Write out every line of the data below word for word, keeping the lines in their original order and changing nothing.

------ Exercise data ------

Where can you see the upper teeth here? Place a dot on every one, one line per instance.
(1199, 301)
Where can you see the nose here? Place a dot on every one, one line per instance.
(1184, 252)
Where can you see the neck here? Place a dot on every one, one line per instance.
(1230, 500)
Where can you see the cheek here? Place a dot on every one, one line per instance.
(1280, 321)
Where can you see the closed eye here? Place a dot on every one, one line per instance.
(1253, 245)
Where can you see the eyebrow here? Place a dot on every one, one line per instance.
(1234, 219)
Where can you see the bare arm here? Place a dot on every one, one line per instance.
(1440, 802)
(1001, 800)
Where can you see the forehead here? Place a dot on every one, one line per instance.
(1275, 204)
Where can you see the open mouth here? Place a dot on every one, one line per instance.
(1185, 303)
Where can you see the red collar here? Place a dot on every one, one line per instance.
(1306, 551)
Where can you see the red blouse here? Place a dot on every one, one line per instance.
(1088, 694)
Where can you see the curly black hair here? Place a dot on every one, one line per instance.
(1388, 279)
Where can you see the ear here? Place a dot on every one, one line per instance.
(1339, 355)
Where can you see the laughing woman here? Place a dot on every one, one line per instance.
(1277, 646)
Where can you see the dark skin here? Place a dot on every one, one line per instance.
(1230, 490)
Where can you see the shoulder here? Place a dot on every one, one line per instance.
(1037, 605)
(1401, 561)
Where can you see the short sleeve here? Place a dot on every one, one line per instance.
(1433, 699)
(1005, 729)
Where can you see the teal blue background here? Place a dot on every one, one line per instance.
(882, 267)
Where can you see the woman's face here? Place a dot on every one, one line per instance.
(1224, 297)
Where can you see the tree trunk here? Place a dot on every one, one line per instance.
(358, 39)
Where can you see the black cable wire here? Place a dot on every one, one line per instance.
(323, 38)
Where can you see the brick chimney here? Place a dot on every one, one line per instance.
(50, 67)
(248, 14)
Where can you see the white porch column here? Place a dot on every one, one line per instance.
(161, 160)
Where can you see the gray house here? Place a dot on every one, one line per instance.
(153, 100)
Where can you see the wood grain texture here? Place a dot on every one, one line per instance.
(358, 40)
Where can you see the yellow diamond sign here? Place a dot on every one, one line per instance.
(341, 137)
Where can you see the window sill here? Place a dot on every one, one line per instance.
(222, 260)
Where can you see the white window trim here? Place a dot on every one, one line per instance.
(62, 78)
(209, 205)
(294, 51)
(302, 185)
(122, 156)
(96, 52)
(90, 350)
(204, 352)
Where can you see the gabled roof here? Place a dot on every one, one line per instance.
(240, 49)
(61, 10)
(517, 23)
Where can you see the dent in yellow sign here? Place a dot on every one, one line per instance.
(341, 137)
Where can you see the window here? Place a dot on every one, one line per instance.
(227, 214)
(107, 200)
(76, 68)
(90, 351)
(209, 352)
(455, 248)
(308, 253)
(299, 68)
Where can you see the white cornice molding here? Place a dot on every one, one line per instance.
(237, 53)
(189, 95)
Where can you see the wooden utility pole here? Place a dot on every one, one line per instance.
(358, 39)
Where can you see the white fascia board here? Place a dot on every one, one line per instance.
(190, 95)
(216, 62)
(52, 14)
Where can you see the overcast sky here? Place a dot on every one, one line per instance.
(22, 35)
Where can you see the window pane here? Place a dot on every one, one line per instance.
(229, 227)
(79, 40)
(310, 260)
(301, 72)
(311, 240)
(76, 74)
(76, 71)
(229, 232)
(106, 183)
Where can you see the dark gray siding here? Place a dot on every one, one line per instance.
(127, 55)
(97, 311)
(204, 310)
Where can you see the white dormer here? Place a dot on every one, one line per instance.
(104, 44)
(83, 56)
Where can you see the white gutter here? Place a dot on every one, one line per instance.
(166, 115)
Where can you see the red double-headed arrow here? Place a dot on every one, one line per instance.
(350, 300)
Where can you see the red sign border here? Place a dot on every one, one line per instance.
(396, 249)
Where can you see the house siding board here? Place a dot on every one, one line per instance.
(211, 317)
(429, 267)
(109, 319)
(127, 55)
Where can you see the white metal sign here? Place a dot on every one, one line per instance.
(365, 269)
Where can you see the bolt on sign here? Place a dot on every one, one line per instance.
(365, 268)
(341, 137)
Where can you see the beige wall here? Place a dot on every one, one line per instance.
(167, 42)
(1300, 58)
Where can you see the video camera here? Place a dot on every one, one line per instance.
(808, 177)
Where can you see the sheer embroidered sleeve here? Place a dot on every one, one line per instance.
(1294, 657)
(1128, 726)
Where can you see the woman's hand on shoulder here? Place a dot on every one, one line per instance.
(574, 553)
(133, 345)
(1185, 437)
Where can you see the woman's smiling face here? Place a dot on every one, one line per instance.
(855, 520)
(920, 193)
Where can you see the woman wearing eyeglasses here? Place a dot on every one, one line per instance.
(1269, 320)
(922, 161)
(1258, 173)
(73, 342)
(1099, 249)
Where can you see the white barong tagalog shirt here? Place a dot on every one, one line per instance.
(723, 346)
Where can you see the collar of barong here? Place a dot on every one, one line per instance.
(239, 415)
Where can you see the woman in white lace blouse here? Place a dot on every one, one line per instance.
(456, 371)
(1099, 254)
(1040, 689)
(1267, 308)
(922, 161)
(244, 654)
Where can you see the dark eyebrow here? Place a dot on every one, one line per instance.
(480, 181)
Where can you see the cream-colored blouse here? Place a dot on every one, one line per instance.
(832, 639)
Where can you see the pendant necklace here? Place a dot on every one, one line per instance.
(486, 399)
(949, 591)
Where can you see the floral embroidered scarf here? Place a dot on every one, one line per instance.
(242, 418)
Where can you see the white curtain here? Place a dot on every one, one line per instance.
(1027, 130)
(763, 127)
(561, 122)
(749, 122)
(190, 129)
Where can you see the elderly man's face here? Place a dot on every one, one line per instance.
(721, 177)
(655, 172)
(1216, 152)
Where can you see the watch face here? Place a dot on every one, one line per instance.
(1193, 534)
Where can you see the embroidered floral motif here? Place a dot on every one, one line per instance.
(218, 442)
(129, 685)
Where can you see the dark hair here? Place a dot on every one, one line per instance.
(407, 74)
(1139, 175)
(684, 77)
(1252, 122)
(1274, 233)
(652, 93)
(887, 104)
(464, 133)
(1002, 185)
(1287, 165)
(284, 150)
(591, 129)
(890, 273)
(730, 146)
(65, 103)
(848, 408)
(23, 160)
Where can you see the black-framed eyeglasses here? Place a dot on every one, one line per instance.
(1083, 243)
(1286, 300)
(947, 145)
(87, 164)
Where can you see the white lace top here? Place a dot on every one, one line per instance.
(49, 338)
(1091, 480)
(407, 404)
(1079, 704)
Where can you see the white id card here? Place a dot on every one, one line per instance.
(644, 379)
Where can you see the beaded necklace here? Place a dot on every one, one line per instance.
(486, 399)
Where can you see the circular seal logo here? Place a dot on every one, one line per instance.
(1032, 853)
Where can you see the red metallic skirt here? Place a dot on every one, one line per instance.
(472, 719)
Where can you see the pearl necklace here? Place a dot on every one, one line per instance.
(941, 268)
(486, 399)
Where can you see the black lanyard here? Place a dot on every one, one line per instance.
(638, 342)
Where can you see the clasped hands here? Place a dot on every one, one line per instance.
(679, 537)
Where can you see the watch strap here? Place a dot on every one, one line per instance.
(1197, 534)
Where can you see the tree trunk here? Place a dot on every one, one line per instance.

------

* [Full answer]
Where can you see the upper teeth here? Place a dot on every one, one line per instance.
(1199, 301)
Where can you see the nose here? Place a dot on every one, one line per instance.
(1184, 252)
Where can you see the neck here? Place a dot on every one, one line per instance.
(1230, 500)
Where can you see the cheek here? Place a dot on every one, one line per instance.
(1280, 321)
Where can you see the closed eye here? Place a dot on every one, one line per instance.
(1253, 245)
Where can you see the eyebrow here? Place a dot on every one, one line per instance.
(1234, 219)
Where can you see the bare arm here? Place a dot on every one, one line per instance.
(1440, 802)
(1001, 800)
Where can you see the forehead here? Place a dot on every one, one line per instance.
(1275, 204)
Where can you see the open mouth here? Place a dot on every one, one line per instance.
(1185, 303)
Where can you see the red collar here? Place a dot on every one, one line per instance.
(1306, 551)
Where can you see the red blouse here? Place a dot on every one, one line per instance.
(1088, 694)
Where can you see the curly black hair here? Place a dot on every one, one line per instance.
(1388, 279)
Where can you see the ear here? Place a dot on every one, one line per instance.
(1339, 355)
Where can you see the laughing woman here? Place a dot on every one, one line per instance.
(1277, 646)
Where can you see the dark skin here? Place a dot on every one, one line per instance.
(1230, 490)
Where can you see the shoulder here? Place a dot on every one, one line per instance.
(1037, 605)
(1401, 561)
Where can you see the short sleeve here? Place a dot on every one, one line per instance.
(1433, 699)
(1005, 729)
Where can you see the teal blue background here? Place a dot on every one, one line per instance.
(882, 267)
Where can you see the woman's face here? Place a dot on every one, one line per instance.
(1224, 297)
Where can you see the tree trunk here? Place a dot on every one, one line per instance.
(358, 39)
Where can you see the black cable wire here? Place a dot on every one, one line per instance.
(323, 38)
Where can you see the brick chimney here? Place a dot on every one, one line per instance.
(50, 67)
(248, 14)
Where can you see the white porch column here? Place a dot on every one, one line per instance.
(161, 160)
Where can you see the gray house here? Place a dot on every one, one line per instance.
(153, 100)
Where can you see the wood grain texture here? Place a dot on every one, one line per instance.
(358, 40)
Where can you see the yellow diamond sign here? Place a dot on every one, one line per instance.
(341, 137)
Where can you see the window sill here? Place a dot on every one, one line per instance.
(222, 260)
Where can you see the white window trim here? Place a dot on every one, one line per instance.
(62, 78)
(209, 205)
(294, 51)
(302, 185)
(122, 156)
(96, 52)
(90, 350)
(204, 352)
Where can you see the gabled roof here? Place a dot on every one, one line per instance.
(240, 49)
(61, 10)
(517, 23)
Where can you see the dent in yellow sign here? Place a dot on every one, one line per instance.
(341, 137)
Where can you see the window here? Place a dot on every one, one line per instance.
(227, 214)
(107, 200)
(76, 68)
(90, 351)
(209, 352)
(455, 248)
(308, 253)
(299, 68)
Where can you see the white cornice molding here? Place a dot on every one, one line per instance.
(237, 53)
(189, 95)
Where can you see the wooden utility pole here? Place a dot on every one, one line per instance.
(358, 39)
Where can you see the white fascia board here? Place a dot on every one, one line per instance.
(190, 95)
(216, 62)
(52, 14)
Where can you see the overcast sky here? Place a dot on every one, one line per instance.
(22, 35)
Where can you see the window pane here? Place a dot on every one, one line per instance.
(229, 227)
(79, 40)
(310, 260)
(301, 72)
(311, 240)
(76, 74)
(76, 71)
(229, 232)
(106, 183)
Where can you see the dark gray siding here? Place a dot on every one, one line per instance.
(127, 55)
(97, 311)
(204, 310)
Where can you see the white dormer here? Place a dot on every one, one line per instance.
(104, 44)
(83, 56)
Where can you see the white gutter here? Place a dot on every one, one line per instance.
(166, 115)
Where can you see the red double-headed arrow here? Place a dot on every one, one line per instance.
(350, 300)
Where can you see the red sign border here? Place a dot on every one, one line per instance.
(396, 249)
Where can you see the house siding board here? Place a dot on every one, one line per instance.
(211, 317)
(429, 267)
(109, 319)
(127, 55)
Where can you see the white metal sign here? Place a dot on every one, one line per instance.
(365, 269)
Where can you see the bolt on sign here? Place a dot on every one, one line per instance.
(365, 268)
(341, 137)
Where can you see the beige wall here? Place a dot on every one, one line per instance.
(167, 42)
(1300, 58)
Where can you see the video camera here? Place a dot on every one, one line per instance.
(808, 177)
Where can you see the sheer embroidered sleeve here? Place a dot on every one, one line per instance.
(1294, 657)
(1128, 726)
Where can you see the woman's hand on shoulder here? Place a dot on every one, one line per instance.
(574, 553)
(133, 345)
(1185, 437)
Where can you see the woman's smiling face here? Place a dot on every one, one line per instance.
(855, 520)
(920, 193)
Where can you see the woman wearing eyeglasses here? Place a dot on every one, one line per instance.
(1269, 320)
(922, 161)
(1258, 173)
(73, 342)
(1099, 249)
Where can you see the white barong tagalog shirt here? Place a dot on every one, one line per instance.
(723, 346)
Where can you see the collar of barong here? Place a dot on every one, one line per instance.
(239, 415)
Where can you see the woman in white lace blouse here? Place a dot on every one, one line per instance.
(456, 371)
(1099, 254)
(1040, 689)
(1267, 308)
(922, 161)
(244, 654)
Where can you see the dark eyebrow here? Place a dot on every one, one line per instance.
(480, 181)
Where can you see the cream-colored blouse here? Place a dot on every one, one line per instance.
(832, 639)
Where can you see the pendant necklace here? Place a dot on every one, one line per instance.
(486, 399)
(949, 591)
Where can you see the floral embroidered scarf here? Place a dot on every one, one line per instance.
(242, 418)
Where can you see the white curtain here? Place a dot on every one, one line per instance.
(1027, 130)
(763, 127)
(561, 122)
(749, 122)
(190, 129)
Where can you see the elderly man's face here? Place a dot on every one, one line per instance.
(721, 177)
(655, 172)
(1216, 152)
Where can you see the watch face here? Place a dot on every one, one line per instance.
(1193, 534)
Where can you see the embroidered floral motif here? Place a dot on every one, one line per instance.
(218, 442)
(129, 685)
Where can you see the dark hair here? Place a dot on every one, one line per instance.
(407, 74)
(1139, 175)
(684, 77)
(1252, 122)
(1274, 233)
(652, 93)
(887, 104)
(464, 133)
(1002, 185)
(1287, 165)
(284, 150)
(591, 129)
(890, 273)
(730, 146)
(65, 103)
(848, 408)
(23, 160)
Where can you see the black-framed eyeglasses here? Place a dot on every one, one line per instance.
(1083, 243)
(1286, 300)
(947, 145)
(87, 164)
Where can you see the white lace top here? Place a dot on every one, one line per instance.
(49, 338)
(1091, 480)
(407, 404)
(1079, 704)
Where can you see the white id card here? Place a dot on every one, one line per instance.
(644, 379)
Where can you see the beaded necklace here? Place a dot on every one, one line per instance.
(486, 399)
Where can you see the circular seal logo here? Place a dot on every one, one line per instance.
(1032, 853)
Where can you see the red metallic skirt here? Place a dot on every one, one line per instance.
(472, 719)
Where can you see the pearl necklace here? Place a dot on every one, one line per instance.
(941, 268)
(486, 399)
Where can you see the black lanyard here? Place a dot on every one, one line per instance.
(638, 342)
Where can you see the clasped hands here? Place a dot on every one, one line per instance.
(679, 537)
Where can you see the watch strap here? Place a dot on every one, one line per instance.
(1197, 534)
Where can you see the tree trunk here? Place a dot on every one, one line per instance.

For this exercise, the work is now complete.